Schwenk and colleagues are preparing more data for release that looks at the lingering effects of ketamine treatments on patients at the point that they receive their first follow-up meeting with their doctor.

That’s typically one to three months after inpatient treatment.

Preliminary data shows that about 40 percent of patients in the study had sustained pain relief at 30 and 100 days after hospitalization. Almost 95 percent of these patients were chronic migraine sufferers.

Thomas Jefferson University Hospital is among a handful of facilities in the country currently offering ketamine as a treatment option for migraine pain.

The Jefferson Headache Center is also one of the few academic headache centers in the United States.

The hospital is opening a new ketamine infusion center this fall.

“We hope to expand its use to both more patients and more conditions in the future,” said Schwenk.

Ketamine has a reputation for having serious side effects such as hallucinations, “out of body” experiences, and vivid dreams.

This has limited the drug’s use as a pain medication.

However, adverse effects reported by people in the study group were generally mild.

Only one participant stopped their IV infusions due to the drug’s side effects, according to Schwenk.

That may be due to the low, slow dose of the drug given to patients compared to a single high dose when ketamine is used as an anesthetic, he said.

“The chance of side effects is substantially less for patients getting treatment for headaches,” said Schwenk.

About 12 percent of Americans have migraines, which are typified by intense pain, sensitivity to light and sound, and nausea.

Migraine headaches are three times more common among women than men, and their causes and treatments remain poorly understood.

Ketamine is sometimes used as an alternative to opiate-based painkillers because it targets N-methyl-D-aspartate (NMDA) receptors in the brain, not opiate receptor sites.

That makes it a valuable drug for treating pain patients with a history of opiate addiction, for example.

“Ketamine is a unique drug, and is experiencing a renaissance in emergency medicine right now,” said Rick Pescatore, DO, assistant director of emergency medicine research at Inspira Health Network.

Pescatore said he has used the drug to treat migraine patients in his own practice.

### Study material
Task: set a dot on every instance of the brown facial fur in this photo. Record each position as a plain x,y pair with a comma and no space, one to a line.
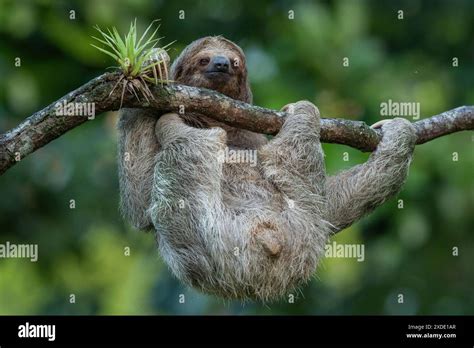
187,68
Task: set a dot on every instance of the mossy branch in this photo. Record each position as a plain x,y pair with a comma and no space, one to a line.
45,126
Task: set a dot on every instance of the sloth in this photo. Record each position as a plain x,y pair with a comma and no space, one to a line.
235,230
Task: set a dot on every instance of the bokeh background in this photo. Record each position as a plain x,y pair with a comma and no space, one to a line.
408,251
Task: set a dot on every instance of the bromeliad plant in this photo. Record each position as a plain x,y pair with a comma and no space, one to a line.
138,59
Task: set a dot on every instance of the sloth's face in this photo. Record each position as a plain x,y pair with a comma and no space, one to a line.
218,68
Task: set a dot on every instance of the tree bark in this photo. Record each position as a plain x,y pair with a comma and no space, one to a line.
45,126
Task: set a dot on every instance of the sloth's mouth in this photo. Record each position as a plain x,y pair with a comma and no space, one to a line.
216,74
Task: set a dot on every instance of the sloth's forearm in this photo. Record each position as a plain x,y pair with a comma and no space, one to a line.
45,126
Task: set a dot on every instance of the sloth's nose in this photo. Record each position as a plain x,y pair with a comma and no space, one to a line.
220,63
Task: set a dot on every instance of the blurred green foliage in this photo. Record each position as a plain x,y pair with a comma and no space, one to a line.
82,251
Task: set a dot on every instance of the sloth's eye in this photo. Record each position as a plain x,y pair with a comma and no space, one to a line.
204,61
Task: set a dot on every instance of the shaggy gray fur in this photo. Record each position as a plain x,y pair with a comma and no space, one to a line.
239,231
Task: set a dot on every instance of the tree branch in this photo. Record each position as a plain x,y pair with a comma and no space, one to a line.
45,126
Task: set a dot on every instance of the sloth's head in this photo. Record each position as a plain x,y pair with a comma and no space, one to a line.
216,63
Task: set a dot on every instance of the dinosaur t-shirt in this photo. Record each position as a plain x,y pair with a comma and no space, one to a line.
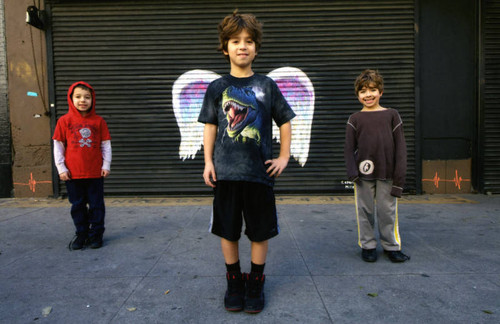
243,109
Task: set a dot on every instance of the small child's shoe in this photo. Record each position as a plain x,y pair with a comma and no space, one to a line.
397,256
254,295
95,241
235,293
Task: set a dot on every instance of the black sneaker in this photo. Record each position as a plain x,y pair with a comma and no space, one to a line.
79,241
369,255
397,256
95,241
235,293
254,295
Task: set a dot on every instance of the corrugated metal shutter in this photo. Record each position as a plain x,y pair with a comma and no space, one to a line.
133,51
491,93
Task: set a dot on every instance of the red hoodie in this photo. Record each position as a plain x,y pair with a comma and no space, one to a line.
82,137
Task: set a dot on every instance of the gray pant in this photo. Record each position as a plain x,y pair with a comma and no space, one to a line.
386,208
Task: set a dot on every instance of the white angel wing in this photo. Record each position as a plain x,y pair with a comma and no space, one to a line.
187,98
299,93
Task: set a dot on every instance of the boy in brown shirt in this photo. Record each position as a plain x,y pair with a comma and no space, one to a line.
375,156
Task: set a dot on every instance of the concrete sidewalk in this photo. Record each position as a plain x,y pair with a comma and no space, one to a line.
160,265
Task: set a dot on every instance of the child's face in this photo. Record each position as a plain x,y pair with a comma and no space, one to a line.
82,99
241,50
369,97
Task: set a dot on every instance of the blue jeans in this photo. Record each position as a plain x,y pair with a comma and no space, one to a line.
83,192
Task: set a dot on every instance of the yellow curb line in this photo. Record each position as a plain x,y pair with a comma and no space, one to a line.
206,201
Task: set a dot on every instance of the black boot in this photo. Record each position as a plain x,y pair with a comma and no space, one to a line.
254,295
235,293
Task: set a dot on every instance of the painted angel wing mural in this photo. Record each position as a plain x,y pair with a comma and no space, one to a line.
299,93
187,97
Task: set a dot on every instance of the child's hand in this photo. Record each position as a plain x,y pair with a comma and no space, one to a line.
277,166
65,176
209,175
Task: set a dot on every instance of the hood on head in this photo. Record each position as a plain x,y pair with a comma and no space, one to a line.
72,108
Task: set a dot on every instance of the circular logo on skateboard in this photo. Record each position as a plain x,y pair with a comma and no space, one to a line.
366,167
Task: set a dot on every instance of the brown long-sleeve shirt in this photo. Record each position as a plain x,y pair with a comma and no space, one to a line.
375,147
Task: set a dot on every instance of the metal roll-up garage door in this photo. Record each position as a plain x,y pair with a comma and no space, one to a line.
133,52
491,96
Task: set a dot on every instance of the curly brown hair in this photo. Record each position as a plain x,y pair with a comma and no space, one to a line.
369,78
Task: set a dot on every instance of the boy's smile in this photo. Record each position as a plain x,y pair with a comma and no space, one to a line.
369,97
82,99
241,50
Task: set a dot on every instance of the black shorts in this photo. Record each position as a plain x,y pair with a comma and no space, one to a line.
238,200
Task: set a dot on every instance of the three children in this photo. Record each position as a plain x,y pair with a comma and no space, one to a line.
238,111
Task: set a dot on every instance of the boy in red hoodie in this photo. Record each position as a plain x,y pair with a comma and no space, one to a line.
82,154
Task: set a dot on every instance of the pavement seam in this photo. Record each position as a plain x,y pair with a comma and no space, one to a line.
169,244
307,267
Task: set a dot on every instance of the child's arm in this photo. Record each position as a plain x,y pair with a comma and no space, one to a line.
209,134
350,147
59,160
106,158
278,165
400,161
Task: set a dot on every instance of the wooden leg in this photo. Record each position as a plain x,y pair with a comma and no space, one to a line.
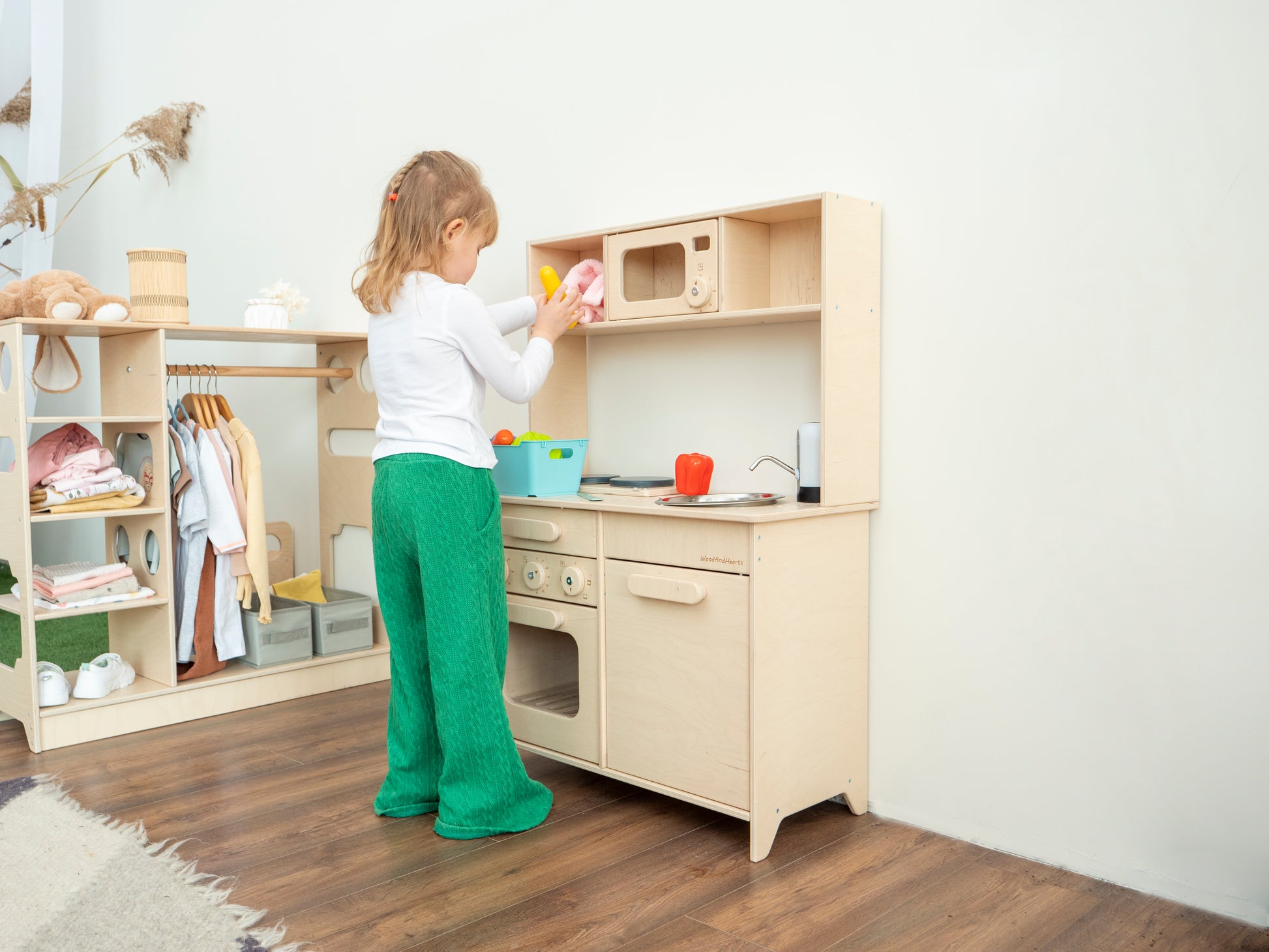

### Assigned task
Rewrite the ketamine article starting at "The Jefferson Headache" and ending at "center this fall.", changing "this fall" to "next spring". The entries are drawn from a separate source.

### Response to the exercise
The Jefferson Headache Center is also one of the few academic headache centers in the United States.

The hospital is opening a new ketamine infusion center next spring.